How do you recruit and pay the GPs and Consultants on your books?
We are highly selective with the doctors we bring on board. It’s the only way we can guarantee a high quality medical experience to our patients.
Our GPs must have 5 years experience as a GP, a passion for healthcare technology, and must be totally bought in to the babylon concept. Our doctors are babylon.
Doctors are given training on how to consult via webcam, this is not something most of them are comfortable with when they first join us. After training they don’t even think about being on camera, it becomes natural to them.
All our doctors are salaried members of our team. However, they all work elsewhere too, this variety of patient experience is important.
In future once babylon grows we may employ some doctors full-time if we need to.
Do you have any plans to sell the service into the NHS?
We have had multiple encouraging high-level conversations with senior NHS executives. babylon is willing to work with both NHS and private providers in order to improve access to care. Our recent approval for the NHS Choices app store will further help to improve our links to the NHS.
I think that online consultations are a logical next step for the health service.
I read that you have a sophisticated symptom checker, can you tell us some more about this?
It is an algorithm-based decision making tool designed to help patients. Others have been trying to do symptom-checkers for a while but they aim to diagnose people after asking just a few quick questions – this is unrealistic. We have designed babylon’s system to advise people on what to do next, not make an arbitrary diagnosis based on limited information.
Will the symptom checker one day replace doctors?
At present I see computers being involved in doctors’ decision-making process so they can focus on what is most important. As technology improves over the years, I can see a future in which a high proportion of medical issues are dealt with by computers alone.
I think that online consultations are a logical next step for the health service.
What other innovations are you planning?

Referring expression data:
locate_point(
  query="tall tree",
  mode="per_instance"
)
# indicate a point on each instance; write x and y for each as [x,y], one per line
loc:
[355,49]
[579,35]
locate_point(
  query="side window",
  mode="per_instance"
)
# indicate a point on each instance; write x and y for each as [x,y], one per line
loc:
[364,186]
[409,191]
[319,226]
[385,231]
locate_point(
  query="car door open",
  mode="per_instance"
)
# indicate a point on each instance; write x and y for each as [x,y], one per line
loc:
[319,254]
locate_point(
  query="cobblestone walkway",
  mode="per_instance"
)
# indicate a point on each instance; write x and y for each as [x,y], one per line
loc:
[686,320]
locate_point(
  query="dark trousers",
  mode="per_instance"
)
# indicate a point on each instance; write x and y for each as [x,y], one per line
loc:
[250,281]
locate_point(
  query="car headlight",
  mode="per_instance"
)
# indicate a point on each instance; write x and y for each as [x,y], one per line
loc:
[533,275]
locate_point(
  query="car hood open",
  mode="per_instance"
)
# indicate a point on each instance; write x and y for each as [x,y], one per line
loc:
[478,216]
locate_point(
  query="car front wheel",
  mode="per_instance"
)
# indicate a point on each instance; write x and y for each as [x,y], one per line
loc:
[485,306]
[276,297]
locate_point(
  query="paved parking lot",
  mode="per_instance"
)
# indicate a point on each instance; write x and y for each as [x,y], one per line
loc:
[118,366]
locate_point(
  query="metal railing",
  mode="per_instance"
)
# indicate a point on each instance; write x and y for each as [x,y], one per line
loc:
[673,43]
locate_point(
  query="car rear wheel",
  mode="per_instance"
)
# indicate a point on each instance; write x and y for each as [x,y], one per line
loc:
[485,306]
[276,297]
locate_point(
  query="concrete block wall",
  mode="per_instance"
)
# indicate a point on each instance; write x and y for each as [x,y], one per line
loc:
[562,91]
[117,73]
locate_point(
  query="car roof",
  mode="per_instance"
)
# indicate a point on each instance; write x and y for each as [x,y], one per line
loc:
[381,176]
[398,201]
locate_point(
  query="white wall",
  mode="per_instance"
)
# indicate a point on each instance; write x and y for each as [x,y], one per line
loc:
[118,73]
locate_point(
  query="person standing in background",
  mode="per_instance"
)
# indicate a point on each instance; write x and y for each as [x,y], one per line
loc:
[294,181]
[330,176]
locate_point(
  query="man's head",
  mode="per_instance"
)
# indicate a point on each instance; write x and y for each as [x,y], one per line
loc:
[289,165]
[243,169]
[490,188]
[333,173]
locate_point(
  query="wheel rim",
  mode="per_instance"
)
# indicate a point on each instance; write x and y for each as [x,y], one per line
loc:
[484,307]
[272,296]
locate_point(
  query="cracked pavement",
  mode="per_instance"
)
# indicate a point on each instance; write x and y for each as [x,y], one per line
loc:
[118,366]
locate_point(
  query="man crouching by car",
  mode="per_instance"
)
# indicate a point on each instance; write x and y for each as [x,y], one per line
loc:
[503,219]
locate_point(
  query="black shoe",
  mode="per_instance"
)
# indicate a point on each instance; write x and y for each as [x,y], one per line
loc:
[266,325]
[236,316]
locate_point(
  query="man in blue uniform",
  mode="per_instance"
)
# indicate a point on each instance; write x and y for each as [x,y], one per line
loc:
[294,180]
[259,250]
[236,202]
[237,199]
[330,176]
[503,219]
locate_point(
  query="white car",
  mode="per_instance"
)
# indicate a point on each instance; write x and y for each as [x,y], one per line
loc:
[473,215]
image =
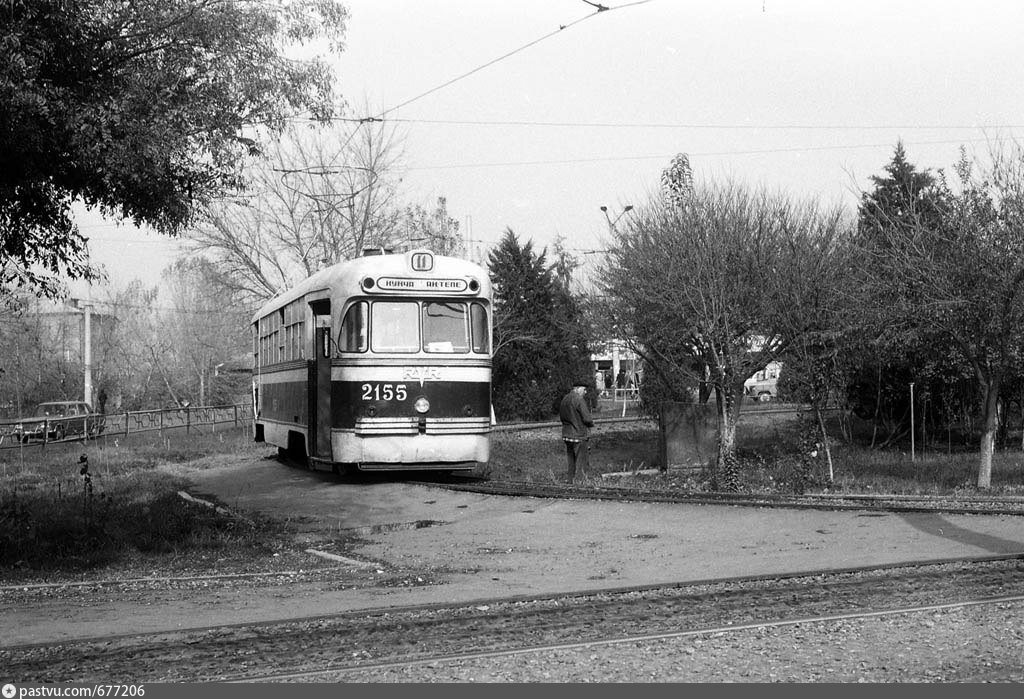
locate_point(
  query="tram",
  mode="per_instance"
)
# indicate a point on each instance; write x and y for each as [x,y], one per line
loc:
[378,363]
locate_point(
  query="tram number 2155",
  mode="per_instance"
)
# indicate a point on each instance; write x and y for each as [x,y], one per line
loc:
[384,392]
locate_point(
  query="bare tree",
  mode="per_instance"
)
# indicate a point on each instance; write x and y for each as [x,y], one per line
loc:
[962,279]
[320,197]
[708,289]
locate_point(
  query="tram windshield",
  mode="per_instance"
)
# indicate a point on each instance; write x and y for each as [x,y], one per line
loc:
[407,326]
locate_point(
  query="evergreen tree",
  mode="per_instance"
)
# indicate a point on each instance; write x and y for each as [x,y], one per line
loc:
[539,345]
[905,209]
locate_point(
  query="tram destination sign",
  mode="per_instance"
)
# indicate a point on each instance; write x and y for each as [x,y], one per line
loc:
[421,285]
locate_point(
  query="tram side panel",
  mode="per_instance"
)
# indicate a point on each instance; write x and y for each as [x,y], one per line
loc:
[284,398]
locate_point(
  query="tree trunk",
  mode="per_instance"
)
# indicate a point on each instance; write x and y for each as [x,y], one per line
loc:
[989,428]
[727,466]
[824,441]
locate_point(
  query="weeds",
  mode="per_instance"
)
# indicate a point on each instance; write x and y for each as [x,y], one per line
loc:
[113,505]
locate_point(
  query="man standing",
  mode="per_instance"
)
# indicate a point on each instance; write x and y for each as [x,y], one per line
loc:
[576,428]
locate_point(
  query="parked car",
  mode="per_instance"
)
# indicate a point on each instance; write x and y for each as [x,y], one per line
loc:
[60,420]
[763,386]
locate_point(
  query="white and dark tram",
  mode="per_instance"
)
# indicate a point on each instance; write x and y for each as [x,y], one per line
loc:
[381,362]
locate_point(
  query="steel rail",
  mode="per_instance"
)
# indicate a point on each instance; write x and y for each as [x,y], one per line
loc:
[643,638]
[517,599]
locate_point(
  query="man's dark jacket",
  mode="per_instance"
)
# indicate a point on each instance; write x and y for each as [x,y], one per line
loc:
[576,417]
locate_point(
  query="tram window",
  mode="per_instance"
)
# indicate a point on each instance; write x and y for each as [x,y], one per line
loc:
[394,326]
[481,341]
[444,328]
[352,337]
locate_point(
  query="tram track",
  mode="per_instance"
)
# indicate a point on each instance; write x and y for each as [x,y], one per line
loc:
[358,642]
[1011,506]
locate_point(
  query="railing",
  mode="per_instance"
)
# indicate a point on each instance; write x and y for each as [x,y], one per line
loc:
[43,431]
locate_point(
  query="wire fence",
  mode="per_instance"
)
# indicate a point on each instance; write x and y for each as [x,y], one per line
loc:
[38,432]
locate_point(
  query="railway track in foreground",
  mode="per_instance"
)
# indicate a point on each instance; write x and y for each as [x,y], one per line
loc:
[353,646]
[967,505]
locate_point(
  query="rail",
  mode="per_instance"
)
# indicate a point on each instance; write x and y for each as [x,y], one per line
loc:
[32,432]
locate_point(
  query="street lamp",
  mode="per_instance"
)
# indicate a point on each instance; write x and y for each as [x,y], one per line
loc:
[611,224]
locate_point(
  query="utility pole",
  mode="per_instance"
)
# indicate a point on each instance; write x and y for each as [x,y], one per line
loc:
[87,351]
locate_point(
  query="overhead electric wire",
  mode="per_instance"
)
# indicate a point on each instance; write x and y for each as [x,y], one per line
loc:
[716,154]
[561,28]
[725,127]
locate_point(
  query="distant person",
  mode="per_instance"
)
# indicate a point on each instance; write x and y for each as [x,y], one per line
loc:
[576,429]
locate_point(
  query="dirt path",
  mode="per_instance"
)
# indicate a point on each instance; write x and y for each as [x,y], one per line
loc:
[411,543]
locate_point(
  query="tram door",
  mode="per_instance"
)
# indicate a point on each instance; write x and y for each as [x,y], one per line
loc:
[320,385]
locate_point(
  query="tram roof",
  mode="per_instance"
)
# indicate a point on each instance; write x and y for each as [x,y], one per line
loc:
[345,275]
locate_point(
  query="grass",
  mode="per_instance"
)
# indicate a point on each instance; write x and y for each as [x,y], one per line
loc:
[84,507]
[768,463]
[124,510]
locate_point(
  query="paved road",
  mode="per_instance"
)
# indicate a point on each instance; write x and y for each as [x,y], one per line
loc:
[473,547]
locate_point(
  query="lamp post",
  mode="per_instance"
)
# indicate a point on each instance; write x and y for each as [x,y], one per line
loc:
[611,223]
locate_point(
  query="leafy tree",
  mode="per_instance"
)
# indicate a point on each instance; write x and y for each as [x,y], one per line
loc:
[963,281]
[539,350]
[712,287]
[139,110]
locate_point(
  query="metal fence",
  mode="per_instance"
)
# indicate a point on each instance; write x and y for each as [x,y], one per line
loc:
[33,432]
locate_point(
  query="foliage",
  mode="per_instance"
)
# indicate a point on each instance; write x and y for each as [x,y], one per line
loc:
[140,110]
[713,286]
[540,342]
[916,275]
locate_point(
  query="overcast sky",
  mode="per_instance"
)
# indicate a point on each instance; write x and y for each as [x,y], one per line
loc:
[521,124]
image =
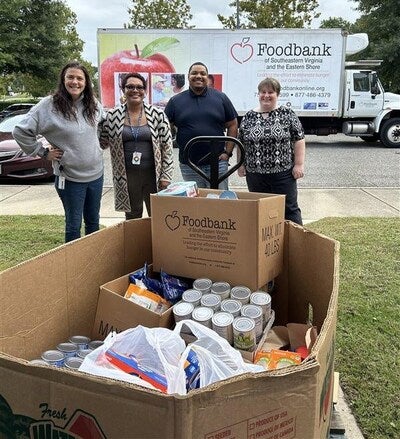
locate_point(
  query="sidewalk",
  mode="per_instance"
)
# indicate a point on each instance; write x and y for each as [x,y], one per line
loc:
[316,203]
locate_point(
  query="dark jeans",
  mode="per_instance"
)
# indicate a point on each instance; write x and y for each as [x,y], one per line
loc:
[282,183]
[81,199]
[141,183]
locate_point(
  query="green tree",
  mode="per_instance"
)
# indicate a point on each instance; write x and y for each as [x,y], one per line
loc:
[37,37]
[380,19]
[159,14]
[337,22]
[272,13]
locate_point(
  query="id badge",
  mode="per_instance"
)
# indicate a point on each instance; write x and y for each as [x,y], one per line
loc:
[61,182]
[136,157]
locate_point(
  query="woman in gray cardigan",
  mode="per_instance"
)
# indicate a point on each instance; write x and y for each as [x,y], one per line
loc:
[140,142]
[69,120]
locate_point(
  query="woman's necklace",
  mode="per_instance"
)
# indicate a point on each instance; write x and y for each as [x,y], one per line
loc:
[135,129]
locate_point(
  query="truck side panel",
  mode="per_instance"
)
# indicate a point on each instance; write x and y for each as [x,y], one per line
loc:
[307,62]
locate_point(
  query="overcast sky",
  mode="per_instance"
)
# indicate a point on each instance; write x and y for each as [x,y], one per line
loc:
[94,14]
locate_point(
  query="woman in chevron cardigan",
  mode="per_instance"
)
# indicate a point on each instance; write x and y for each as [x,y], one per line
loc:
[140,142]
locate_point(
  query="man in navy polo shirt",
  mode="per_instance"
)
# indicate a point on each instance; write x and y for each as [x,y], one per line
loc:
[202,111]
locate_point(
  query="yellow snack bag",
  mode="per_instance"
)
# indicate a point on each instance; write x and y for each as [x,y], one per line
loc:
[146,298]
[276,359]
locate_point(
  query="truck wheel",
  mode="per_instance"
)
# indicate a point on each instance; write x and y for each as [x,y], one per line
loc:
[390,133]
[370,139]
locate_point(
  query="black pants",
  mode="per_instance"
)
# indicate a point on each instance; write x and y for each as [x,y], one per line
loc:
[141,183]
[282,183]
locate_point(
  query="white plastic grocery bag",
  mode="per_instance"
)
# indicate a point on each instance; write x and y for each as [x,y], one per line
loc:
[156,350]
[218,360]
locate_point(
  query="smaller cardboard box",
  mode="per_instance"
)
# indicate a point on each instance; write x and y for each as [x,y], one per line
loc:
[116,313]
[238,241]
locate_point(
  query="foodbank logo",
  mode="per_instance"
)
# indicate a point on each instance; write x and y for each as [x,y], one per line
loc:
[174,221]
[80,425]
[242,51]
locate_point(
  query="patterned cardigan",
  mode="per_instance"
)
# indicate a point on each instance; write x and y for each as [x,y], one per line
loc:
[111,136]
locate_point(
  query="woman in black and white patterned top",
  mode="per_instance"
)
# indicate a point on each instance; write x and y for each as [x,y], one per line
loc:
[273,139]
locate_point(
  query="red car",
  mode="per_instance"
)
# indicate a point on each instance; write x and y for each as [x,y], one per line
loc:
[14,163]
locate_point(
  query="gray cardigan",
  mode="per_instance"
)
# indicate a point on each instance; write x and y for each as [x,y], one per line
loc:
[82,160]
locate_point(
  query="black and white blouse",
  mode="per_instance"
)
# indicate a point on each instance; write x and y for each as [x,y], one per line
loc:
[268,139]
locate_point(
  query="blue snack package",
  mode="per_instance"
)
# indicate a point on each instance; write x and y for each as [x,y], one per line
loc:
[173,287]
[192,371]
[153,285]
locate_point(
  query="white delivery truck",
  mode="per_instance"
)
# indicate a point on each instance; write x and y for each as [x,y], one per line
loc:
[329,95]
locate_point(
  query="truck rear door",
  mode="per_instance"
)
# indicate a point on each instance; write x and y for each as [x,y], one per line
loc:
[360,101]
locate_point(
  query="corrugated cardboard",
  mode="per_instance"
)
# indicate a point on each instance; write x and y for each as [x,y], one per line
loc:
[115,313]
[238,241]
[43,307]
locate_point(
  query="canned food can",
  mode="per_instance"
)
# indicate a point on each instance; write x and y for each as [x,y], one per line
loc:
[232,306]
[221,323]
[54,358]
[211,300]
[94,344]
[203,285]
[263,299]
[192,296]
[255,313]
[73,363]
[223,289]
[83,352]
[68,349]
[182,311]
[241,293]
[244,333]
[271,286]
[203,315]
[81,341]
[39,362]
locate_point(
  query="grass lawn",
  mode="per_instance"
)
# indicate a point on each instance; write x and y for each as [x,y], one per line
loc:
[368,332]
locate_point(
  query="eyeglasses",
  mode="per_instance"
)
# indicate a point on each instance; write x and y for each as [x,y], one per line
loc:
[134,87]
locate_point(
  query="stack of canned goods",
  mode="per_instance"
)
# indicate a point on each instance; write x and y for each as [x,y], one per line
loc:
[69,354]
[235,313]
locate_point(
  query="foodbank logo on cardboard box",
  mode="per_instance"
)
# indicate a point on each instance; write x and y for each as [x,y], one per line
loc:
[174,221]
[53,424]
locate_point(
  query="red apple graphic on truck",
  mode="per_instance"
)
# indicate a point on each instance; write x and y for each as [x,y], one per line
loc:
[146,60]
[243,51]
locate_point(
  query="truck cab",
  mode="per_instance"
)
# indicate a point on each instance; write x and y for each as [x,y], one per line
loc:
[368,111]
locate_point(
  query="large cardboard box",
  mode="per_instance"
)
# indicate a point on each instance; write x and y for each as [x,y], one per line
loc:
[238,241]
[41,310]
[115,313]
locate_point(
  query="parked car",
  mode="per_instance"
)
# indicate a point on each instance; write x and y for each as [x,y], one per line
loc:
[7,125]
[16,165]
[15,109]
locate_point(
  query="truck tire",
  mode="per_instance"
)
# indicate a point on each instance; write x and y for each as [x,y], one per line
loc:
[390,133]
[370,139]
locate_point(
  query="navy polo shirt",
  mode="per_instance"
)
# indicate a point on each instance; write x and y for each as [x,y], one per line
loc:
[199,115]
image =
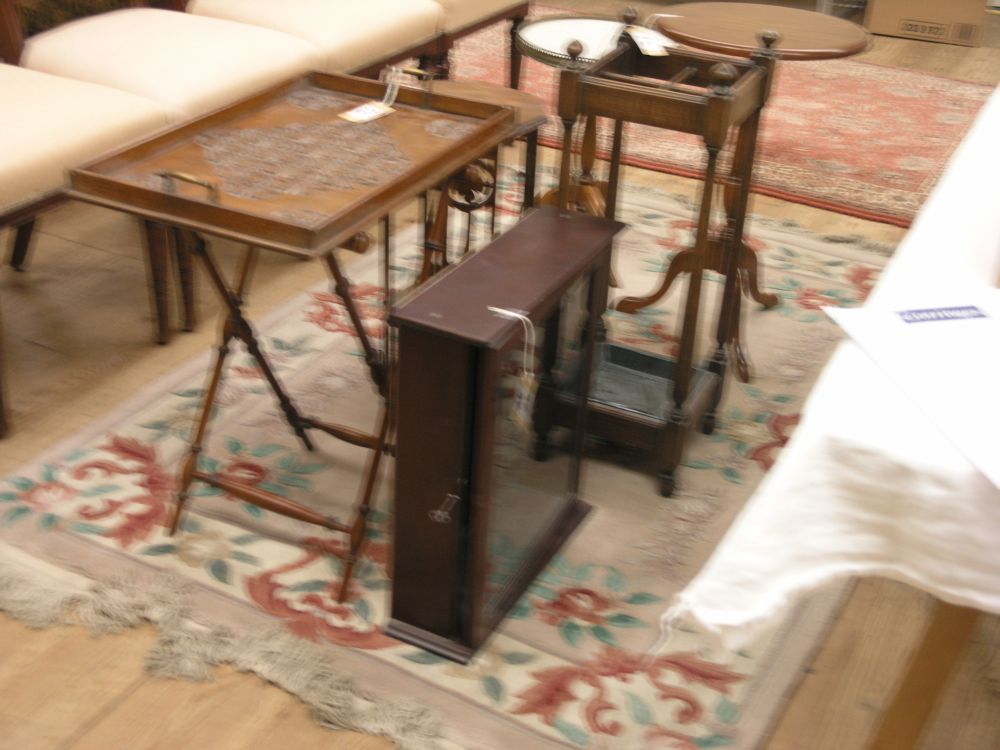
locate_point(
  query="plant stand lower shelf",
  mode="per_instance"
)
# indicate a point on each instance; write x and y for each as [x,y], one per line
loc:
[627,403]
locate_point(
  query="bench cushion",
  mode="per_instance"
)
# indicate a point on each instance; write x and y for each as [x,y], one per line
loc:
[349,34]
[461,13]
[189,64]
[60,123]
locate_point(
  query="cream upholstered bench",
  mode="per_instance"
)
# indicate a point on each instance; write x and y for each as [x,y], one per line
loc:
[58,123]
[163,65]
[185,64]
[363,37]
[348,36]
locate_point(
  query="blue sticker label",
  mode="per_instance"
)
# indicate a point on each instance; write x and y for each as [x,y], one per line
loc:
[941,313]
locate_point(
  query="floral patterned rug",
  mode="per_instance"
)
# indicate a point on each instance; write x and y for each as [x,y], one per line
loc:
[856,138]
[568,667]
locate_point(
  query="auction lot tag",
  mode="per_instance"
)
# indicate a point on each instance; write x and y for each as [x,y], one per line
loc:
[651,43]
[367,112]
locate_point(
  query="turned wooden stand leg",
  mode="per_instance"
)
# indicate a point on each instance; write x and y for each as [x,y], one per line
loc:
[241,329]
[184,241]
[514,75]
[190,464]
[677,420]
[158,245]
[342,288]
[545,402]
[359,528]
[435,239]
[530,170]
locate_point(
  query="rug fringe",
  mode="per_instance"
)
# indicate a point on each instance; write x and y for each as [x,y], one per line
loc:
[188,650]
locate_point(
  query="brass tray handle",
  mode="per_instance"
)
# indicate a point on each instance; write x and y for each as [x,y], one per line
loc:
[169,186]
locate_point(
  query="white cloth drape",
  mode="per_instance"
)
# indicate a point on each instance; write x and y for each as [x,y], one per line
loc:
[868,485]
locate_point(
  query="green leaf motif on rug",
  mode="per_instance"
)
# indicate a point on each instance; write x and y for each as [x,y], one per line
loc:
[622,620]
[268,449]
[14,515]
[572,732]
[21,483]
[604,635]
[714,740]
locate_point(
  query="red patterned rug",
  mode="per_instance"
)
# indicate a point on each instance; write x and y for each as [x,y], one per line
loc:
[851,137]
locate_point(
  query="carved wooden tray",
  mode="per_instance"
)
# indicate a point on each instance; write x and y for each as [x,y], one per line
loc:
[283,170]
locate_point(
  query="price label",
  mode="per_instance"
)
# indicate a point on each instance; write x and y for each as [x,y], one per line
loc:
[367,112]
[651,43]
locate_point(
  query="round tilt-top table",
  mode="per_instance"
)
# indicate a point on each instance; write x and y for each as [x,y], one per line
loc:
[548,39]
[737,29]
[732,28]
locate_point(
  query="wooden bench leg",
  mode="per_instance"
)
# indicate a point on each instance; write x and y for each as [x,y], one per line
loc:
[904,719]
[22,243]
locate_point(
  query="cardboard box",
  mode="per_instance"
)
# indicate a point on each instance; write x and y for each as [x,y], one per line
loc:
[949,21]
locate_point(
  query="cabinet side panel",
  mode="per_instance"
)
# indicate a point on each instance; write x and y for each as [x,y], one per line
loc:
[431,463]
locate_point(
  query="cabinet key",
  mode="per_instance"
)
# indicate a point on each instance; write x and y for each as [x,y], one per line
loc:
[443,514]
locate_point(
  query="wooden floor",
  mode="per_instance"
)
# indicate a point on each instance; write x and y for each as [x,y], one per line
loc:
[78,342]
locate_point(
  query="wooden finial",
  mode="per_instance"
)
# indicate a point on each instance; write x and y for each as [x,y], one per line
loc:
[768,38]
[723,75]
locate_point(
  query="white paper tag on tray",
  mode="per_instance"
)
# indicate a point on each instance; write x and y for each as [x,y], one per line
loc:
[651,43]
[367,112]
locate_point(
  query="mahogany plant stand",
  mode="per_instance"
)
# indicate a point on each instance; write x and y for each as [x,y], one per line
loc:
[651,401]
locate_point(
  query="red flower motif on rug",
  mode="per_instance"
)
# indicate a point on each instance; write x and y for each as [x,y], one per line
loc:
[316,615]
[328,312]
[554,688]
[580,603]
[781,426]
[139,515]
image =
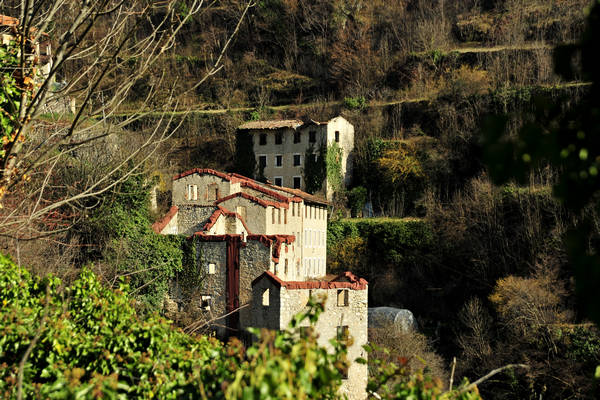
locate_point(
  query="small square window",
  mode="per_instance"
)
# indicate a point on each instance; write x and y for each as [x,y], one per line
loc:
[206,302]
[343,333]
[342,295]
[262,161]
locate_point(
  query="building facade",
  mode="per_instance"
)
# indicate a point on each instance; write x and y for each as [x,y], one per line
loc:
[275,302]
[260,253]
[280,149]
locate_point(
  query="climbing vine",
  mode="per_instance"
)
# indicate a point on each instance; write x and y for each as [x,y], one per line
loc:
[314,169]
[334,166]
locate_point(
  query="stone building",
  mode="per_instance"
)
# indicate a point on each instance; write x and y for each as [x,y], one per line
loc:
[275,302]
[280,148]
[261,252]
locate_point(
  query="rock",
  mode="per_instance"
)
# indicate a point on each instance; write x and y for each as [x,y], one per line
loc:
[401,319]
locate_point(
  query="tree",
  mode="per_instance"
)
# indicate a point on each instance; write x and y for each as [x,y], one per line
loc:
[567,138]
[57,159]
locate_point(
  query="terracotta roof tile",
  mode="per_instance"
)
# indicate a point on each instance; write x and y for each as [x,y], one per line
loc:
[356,283]
[275,124]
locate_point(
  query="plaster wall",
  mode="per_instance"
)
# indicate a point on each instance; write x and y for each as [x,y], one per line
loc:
[354,316]
[191,218]
[287,149]
[208,189]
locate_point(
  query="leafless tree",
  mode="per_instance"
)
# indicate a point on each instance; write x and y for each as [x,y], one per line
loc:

[Work item A] Translate this sentence from the babylon interview into Spanish: "All our doctors are salaried members of our team."
[Work item B] Write the next part of the babylon interview, picking up right after its final line.

[Task answer A] Todos nuestros médicos son miembros asalariados de nuestro equipo.

[Task answer B]
We will soon facilitate blood tests for users. babylon doctors can request certain blood tests such as blood sugar levels and full blood counts for a user, or users can request blood tests themselves. Users receive the appropriate blood testing kit in the post, send off a few drops of blood from a finger prick sample, and this blood is then analysed in our partner lab and results are sent back users wirelessly. Users can then have a follow-up consultation with a babylon doctor if the results are abnormal.
How do you plan to differentiate yourself from competitors, or is it simply first mover advantage?
Big companies in USA have struggled due to the differences in state-by-state legislation, which make it difficult for a doctor from one state to consult patients from another state. Being a UK-based company with UK-trained doctors is a massive advantage. The UK has a world-renowned healthcare system, with highly-respected doctors and global reputation for excellence. This, coupled with babylon’s offering of a range of carefully designed solutions allows us to be globally unique.
What have you learnt since working at babylon?
I’ve learnt a lot about innovating in a constructive fashion to deliver results that delight users. As a doctor I found how to use my medical knowledge constructively outside of traditional healthcare. In addition I have learnt how to manage teams working across multiple sites, how to develop globally scalable technologies, and how to evaluate which partners are worth pairing with.
Which healthcare startups are you particularly impressed by?
Sleepio – Cognitive behavior therapy for insomniacs.
Glucowise – non-invasive blood glucose monitoring.
Headspace – online gym for meditation.
All of these solve real problems in an excellent manner.